Given request
Rewrite the items below, beginning at the line that has "In this picture, please locate the sunlit" and continuing through the end of the items, with "rough rock texture" changed to "jagged rock surface" and nothing else altered.

Recorded information
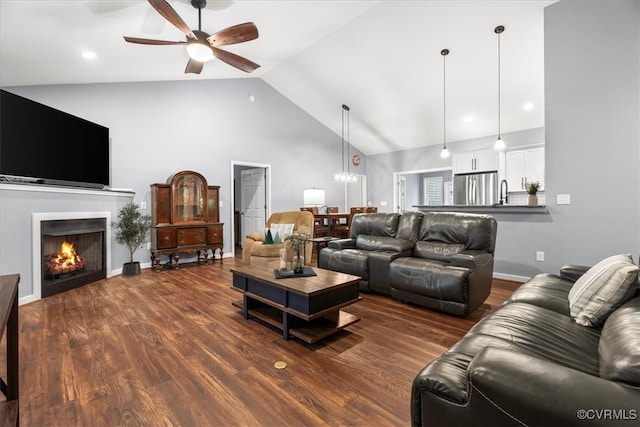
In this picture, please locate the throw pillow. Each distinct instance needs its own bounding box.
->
[569,255,640,327]
[263,228,273,245]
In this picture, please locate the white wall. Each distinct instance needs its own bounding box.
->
[544,0,640,267]
[368,0,640,277]
[0,79,367,296]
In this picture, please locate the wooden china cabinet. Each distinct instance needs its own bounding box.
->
[151,171,223,271]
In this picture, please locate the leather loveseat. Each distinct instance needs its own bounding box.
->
[318,212,497,316]
[411,260,640,426]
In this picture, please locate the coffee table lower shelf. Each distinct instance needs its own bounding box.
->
[232,300,360,344]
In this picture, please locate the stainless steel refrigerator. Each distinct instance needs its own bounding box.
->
[453,172,498,206]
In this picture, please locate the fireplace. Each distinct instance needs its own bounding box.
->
[34,213,110,297]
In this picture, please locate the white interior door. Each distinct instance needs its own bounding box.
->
[344,175,367,212]
[240,168,267,244]
[396,175,407,213]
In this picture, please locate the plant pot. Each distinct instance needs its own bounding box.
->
[122,261,140,276]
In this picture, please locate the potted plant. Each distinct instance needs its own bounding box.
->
[524,181,540,206]
[111,202,151,276]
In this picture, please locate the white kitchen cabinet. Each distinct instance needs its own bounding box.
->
[453,149,499,174]
[505,147,544,191]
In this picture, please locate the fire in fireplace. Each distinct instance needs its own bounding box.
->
[40,218,107,297]
[45,241,87,277]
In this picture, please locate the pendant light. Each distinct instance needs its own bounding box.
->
[333,104,360,182]
[493,25,505,151]
[440,49,449,159]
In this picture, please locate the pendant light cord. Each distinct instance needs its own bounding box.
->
[495,25,504,139]
[442,49,449,148]
[340,105,344,174]
[347,107,351,174]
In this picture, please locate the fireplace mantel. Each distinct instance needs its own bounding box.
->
[0,182,135,304]
[0,182,135,197]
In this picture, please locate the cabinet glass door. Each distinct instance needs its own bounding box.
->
[173,175,205,223]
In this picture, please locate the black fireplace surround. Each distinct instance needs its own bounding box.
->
[40,218,107,298]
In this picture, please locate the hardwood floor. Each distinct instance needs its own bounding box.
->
[0,259,518,426]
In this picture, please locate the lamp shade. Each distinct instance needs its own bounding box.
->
[302,188,324,206]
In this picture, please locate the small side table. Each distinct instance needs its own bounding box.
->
[308,237,340,267]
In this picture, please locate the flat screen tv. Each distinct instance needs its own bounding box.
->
[0,90,110,188]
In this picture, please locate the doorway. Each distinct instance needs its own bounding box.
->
[230,160,271,256]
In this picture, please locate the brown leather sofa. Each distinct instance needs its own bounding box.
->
[319,212,497,316]
[411,266,640,426]
[242,211,313,265]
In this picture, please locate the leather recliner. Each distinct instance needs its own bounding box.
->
[318,212,422,295]
[389,212,497,316]
[411,266,640,427]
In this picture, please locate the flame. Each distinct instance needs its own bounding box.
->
[57,242,78,267]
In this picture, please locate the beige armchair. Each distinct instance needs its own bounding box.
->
[242,211,313,265]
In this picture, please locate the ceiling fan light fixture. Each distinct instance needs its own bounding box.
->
[187,40,213,62]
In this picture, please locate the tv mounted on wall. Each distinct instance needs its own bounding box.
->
[0,90,110,188]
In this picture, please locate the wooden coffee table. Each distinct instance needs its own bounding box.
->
[231,265,362,343]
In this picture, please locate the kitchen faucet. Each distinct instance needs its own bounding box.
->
[500,179,509,205]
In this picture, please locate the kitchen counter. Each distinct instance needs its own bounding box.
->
[413,205,549,215]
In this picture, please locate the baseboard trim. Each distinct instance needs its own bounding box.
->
[493,273,531,283]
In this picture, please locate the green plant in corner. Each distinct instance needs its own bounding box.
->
[524,181,540,195]
[111,202,151,264]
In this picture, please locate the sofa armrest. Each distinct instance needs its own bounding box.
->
[560,265,590,282]
[451,251,493,315]
[468,347,640,426]
[327,239,356,251]
[451,251,493,270]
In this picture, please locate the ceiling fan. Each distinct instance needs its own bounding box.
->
[124,0,260,74]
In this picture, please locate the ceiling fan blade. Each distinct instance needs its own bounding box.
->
[207,22,258,46]
[124,36,187,46]
[147,0,197,40]
[211,46,260,73]
[184,58,204,74]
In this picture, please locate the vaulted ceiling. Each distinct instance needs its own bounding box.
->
[0,0,555,154]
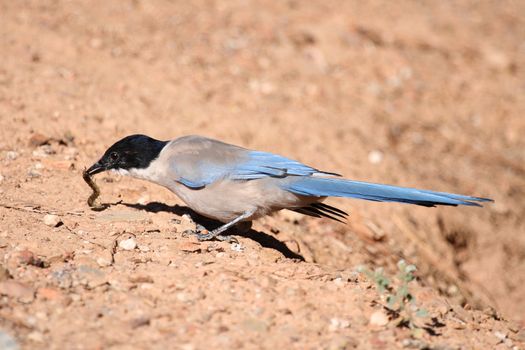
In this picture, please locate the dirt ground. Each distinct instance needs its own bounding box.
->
[0,0,525,350]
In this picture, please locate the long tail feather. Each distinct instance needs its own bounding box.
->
[291,203,348,223]
[283,176,492,206]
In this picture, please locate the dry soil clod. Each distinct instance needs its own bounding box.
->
[82,168,107,211]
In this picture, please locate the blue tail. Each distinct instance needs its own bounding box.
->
[283,176,492,207]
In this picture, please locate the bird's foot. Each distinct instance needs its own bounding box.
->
[184,224,239,243]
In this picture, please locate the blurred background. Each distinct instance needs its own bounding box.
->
[0,0,525,321]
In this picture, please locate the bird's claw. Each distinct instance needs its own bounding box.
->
[183,225,239,243]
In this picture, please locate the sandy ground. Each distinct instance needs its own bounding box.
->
[0,0,525,349]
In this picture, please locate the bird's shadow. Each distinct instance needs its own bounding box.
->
[115,202,304,261]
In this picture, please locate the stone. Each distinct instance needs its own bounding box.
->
[29,133,51,147]
[0,280,35,303]
[44,214,62,227]
[0,330,20,350]
[118,238,137,250]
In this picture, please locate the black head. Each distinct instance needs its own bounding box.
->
[87,135,168,175]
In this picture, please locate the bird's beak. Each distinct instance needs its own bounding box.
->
[87,162,106,176]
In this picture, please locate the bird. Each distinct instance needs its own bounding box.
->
[87,134,493,240]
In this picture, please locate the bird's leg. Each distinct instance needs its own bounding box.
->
[195,210,255,241]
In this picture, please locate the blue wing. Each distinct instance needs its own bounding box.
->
[170,136,337,189]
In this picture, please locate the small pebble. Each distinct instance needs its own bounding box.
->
[44,214,62,227]
[368,150,383,164]
[230,243,244,253]
[96,250,113,267]
[118,238,137,250]
[0,330,20,350]
[370,310,388,326]
[5,151,18,160]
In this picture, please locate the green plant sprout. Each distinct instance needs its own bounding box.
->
[358,260,428,330]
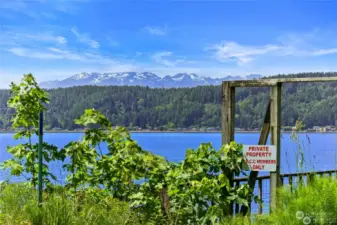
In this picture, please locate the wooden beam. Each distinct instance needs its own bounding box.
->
[221,82,235,215]
[258,179,263,214]
[270,83,282,212]
[224,77,337,87]
[221,82,235,145]
[241,101,270,215]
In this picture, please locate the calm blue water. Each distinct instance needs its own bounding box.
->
[0,133,337,214]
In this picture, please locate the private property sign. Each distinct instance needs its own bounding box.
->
[243,145,276,172]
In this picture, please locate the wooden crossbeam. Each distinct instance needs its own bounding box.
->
[224,77,337,87]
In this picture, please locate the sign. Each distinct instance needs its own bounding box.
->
[243,145,276,172]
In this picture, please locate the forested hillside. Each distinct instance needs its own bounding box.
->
[0,73,337,130]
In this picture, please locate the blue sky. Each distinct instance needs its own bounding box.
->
[0,0,337,88]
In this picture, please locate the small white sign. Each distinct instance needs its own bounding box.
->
[243,145,276,172]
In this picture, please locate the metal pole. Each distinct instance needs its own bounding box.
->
[38,112,43,204]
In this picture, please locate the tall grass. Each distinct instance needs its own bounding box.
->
[0,184,140,225]
[0,177,337,225]
[256,176,337,225]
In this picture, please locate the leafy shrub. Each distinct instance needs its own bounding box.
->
[0,184,139,225]
[253,177,337,225]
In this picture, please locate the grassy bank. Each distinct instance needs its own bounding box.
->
[0,177,337,225]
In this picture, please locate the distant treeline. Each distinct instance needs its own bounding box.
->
[0,72,337,130]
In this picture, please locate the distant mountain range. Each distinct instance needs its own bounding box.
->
[40,72,262,88]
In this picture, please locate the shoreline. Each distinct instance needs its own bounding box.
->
[0,130,337,134]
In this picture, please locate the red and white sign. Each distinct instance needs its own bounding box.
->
[243,145,276,172]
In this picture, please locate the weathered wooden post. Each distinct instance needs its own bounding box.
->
[270,82,282,211]
[221,81,235,215]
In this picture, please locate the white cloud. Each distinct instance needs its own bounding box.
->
[0,30,67,46]
[71,28,100,48]
[144,26,167,36]
[206,41,281,64]
[209,33,337,66]
[8,48,117,64]
[24,34,67,44]
[152,52,185,67]
[106,36,119,47]
[311,48,337,56]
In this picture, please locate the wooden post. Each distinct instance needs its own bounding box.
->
[270,83,282,212]
[38,111,43,206]
[241,101,270,215]
[222,82,235,145]
[221,81,235,215]
[258,179,263,214]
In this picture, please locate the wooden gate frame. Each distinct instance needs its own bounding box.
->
[221,77,337,213]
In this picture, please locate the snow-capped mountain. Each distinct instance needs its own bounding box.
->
[40,72,262,88]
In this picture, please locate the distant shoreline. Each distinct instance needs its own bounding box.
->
[0,130,337,134]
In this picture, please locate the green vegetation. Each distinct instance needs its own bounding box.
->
[0,177,337,225]
[253,177,337,225]
[0,183,140,225]
[0,73,337,130]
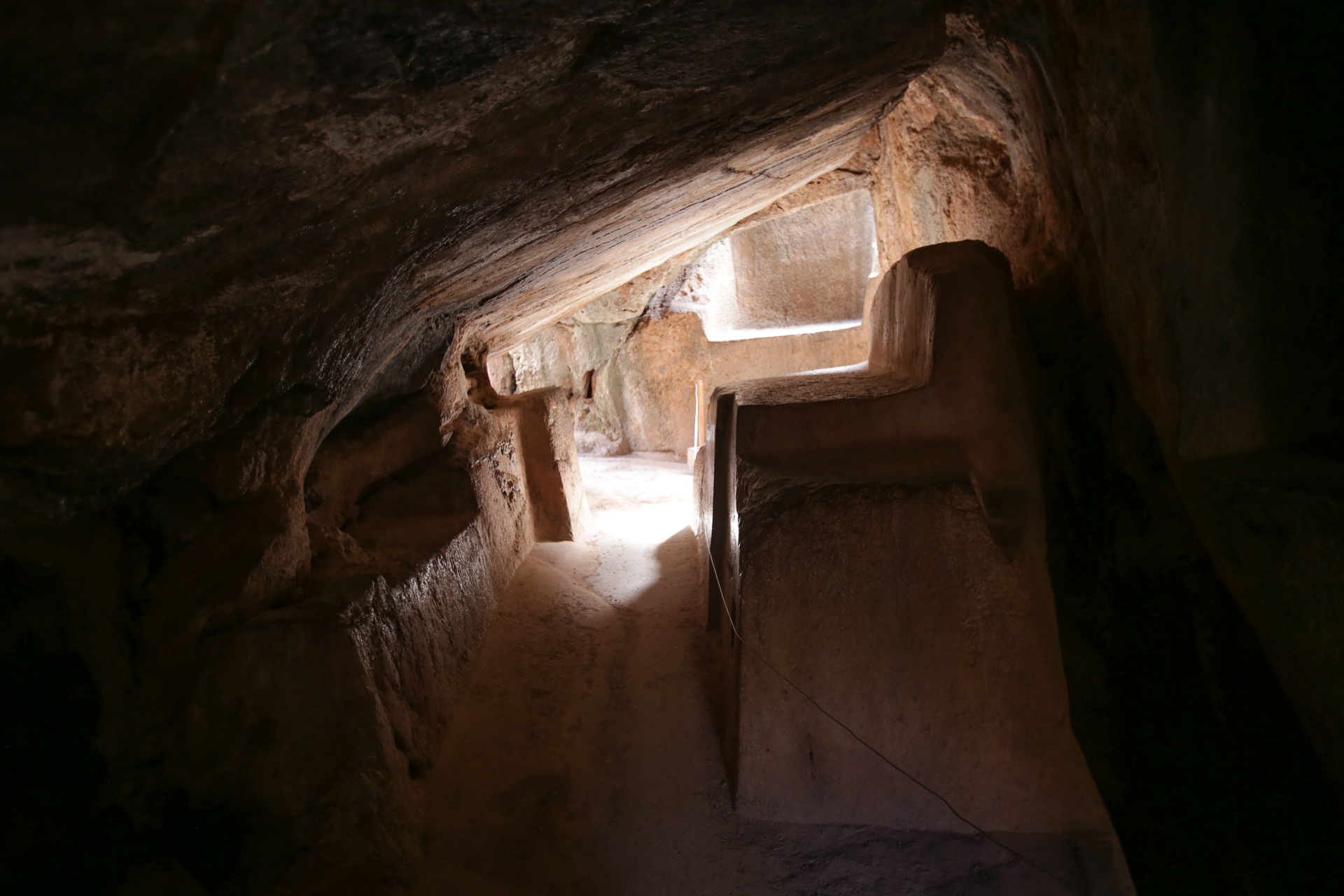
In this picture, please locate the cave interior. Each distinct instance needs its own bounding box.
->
[0,0,1344,896]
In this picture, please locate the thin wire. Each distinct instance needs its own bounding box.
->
[706,547,1082,896]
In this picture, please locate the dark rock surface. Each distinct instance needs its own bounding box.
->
[0,0,1344,895]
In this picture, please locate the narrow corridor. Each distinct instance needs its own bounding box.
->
[416,454,1056,896]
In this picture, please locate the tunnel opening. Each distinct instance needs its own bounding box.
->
[0,0,1344,896]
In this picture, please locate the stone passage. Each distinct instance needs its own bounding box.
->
[416,454,1102,896]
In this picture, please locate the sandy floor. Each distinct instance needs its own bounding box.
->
[416,456,1066,896]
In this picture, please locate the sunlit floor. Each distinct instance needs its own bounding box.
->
[416,456,1052,896]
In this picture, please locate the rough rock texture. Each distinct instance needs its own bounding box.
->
[872,10,1344,893]
[0,0,944,893]
[696,241,1134,893]
[0,0,1344,896]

Exercise result
In this picture, please locate the sunlit floor. Each distinct instance needs its own bounding box.
->
[416,456,1052,896]
In this picture, please locate the jagged rock surface. Each distinct instance needs its own bounding box.
->
[872,10,1344,893]
[0,0,944,893]
[696,241,1134,893]
[0,0,1344,896]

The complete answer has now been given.